## Task input
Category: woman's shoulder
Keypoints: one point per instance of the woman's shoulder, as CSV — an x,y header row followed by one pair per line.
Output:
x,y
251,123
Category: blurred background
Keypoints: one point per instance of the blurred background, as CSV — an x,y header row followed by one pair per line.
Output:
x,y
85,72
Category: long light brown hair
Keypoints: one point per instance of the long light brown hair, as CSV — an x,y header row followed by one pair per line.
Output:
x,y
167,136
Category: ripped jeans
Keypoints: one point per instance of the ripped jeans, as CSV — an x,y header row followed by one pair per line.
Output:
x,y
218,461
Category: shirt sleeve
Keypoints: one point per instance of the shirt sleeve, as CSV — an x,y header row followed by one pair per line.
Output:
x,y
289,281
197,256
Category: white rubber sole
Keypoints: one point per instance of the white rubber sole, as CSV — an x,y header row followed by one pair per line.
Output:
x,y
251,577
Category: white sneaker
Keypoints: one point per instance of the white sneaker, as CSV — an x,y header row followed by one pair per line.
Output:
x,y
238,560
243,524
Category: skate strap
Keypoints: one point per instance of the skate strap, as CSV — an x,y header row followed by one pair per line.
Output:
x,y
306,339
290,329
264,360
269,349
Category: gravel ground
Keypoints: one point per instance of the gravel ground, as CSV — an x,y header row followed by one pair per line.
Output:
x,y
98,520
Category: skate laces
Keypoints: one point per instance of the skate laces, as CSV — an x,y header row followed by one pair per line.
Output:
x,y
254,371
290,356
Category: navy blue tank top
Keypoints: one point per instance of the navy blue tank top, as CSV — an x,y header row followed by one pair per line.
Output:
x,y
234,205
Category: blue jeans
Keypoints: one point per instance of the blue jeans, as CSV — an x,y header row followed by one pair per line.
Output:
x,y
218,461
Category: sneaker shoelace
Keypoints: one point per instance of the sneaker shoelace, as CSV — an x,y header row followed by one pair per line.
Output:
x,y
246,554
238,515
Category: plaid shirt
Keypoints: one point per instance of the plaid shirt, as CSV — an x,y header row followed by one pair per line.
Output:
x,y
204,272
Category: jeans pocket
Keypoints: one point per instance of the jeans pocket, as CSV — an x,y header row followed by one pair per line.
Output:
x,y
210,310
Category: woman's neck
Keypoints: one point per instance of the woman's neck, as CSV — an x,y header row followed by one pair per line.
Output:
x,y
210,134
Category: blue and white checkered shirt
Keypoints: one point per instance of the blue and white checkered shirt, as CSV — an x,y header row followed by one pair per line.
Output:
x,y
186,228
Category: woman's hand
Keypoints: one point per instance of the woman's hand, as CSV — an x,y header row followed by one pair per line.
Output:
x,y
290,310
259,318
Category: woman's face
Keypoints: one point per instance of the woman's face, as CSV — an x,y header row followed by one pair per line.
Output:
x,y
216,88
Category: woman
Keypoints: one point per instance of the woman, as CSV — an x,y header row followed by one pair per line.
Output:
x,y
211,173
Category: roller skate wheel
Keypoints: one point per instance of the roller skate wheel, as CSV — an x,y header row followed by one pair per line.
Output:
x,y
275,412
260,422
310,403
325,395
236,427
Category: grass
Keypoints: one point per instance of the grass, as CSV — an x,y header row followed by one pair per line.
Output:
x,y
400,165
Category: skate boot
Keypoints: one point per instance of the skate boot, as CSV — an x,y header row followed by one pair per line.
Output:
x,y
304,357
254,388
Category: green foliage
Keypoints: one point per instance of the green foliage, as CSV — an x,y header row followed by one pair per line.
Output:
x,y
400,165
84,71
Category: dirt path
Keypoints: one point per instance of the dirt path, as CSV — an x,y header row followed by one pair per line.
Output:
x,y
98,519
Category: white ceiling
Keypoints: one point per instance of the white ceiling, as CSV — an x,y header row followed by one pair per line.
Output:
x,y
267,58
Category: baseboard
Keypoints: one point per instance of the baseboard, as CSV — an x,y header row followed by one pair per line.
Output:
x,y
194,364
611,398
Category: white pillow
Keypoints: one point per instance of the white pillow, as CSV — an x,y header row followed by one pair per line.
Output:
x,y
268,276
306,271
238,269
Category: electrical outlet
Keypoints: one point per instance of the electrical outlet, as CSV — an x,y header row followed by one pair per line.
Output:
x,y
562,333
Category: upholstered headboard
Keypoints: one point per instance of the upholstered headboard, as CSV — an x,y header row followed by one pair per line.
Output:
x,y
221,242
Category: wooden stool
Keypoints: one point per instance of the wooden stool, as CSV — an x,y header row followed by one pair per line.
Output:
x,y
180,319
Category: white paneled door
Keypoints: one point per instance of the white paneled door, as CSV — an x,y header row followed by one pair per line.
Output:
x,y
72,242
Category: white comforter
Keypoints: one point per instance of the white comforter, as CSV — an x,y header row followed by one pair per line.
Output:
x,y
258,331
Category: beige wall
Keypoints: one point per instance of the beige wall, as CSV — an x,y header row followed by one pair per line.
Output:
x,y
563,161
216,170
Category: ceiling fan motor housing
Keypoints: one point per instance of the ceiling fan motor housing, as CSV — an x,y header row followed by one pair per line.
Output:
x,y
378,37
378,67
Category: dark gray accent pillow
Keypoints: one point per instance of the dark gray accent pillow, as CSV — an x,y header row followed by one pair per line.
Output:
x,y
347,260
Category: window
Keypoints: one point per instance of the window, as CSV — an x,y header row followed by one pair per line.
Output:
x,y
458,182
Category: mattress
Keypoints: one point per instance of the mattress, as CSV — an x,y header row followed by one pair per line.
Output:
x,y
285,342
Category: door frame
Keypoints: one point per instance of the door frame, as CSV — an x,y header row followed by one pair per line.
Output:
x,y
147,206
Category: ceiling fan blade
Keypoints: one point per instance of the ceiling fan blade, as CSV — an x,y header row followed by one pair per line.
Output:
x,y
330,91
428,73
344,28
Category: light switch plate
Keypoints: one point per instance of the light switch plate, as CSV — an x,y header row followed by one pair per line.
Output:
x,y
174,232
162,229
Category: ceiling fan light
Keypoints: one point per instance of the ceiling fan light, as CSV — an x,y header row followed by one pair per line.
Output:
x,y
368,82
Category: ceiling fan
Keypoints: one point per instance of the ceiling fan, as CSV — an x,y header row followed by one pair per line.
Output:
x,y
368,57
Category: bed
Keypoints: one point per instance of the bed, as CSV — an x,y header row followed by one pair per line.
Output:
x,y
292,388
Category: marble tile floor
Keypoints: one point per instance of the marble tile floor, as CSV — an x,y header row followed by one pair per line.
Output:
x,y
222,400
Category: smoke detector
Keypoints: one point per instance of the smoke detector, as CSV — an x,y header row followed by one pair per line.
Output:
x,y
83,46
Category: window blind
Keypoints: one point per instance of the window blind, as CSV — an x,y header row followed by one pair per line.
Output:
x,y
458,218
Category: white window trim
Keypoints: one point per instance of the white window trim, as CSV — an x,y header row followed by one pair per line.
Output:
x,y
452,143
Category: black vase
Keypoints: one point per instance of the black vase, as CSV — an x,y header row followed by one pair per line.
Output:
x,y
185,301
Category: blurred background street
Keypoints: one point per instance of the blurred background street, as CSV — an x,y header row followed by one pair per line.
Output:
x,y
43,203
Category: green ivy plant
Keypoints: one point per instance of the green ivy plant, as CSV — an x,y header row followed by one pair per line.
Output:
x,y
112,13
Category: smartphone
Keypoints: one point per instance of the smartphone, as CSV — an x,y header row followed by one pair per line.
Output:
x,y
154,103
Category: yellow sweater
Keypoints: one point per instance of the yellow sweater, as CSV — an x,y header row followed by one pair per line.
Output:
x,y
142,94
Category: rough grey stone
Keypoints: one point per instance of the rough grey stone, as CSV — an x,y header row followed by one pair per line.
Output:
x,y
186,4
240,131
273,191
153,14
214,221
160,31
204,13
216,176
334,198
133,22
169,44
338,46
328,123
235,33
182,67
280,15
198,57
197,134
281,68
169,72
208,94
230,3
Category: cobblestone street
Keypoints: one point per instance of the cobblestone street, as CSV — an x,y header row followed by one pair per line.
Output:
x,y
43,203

## Assigned task
From the records above, transcribe exactly the run of lines that opens with the line holding "Keypoints: one point per instance of the woman's hand, as" and closes with the line holding "Keypoints: one point per instance of the roller", both included.

## Reply
Keypoints: one point per instance of the woman's hand, as CSV — an x,y header row followed by one pair per line.
Output:
x,y
290,310
259,318
Category: woman's face
Keypoints: one point per instance of the woman's face, as CSV — an x,y header row followed by one pair per line.
Output:
x,y
216,88
Category: woman
Keypoints: one point per instance of the woman, as CSV — an x,y header row followed by one pair per line.
Output:
x,y
211,173
Category: roller skate wheel
Keypoints: one point per instance of the roller skate wheel, as CSV — an x,y header row followed by one pair per line.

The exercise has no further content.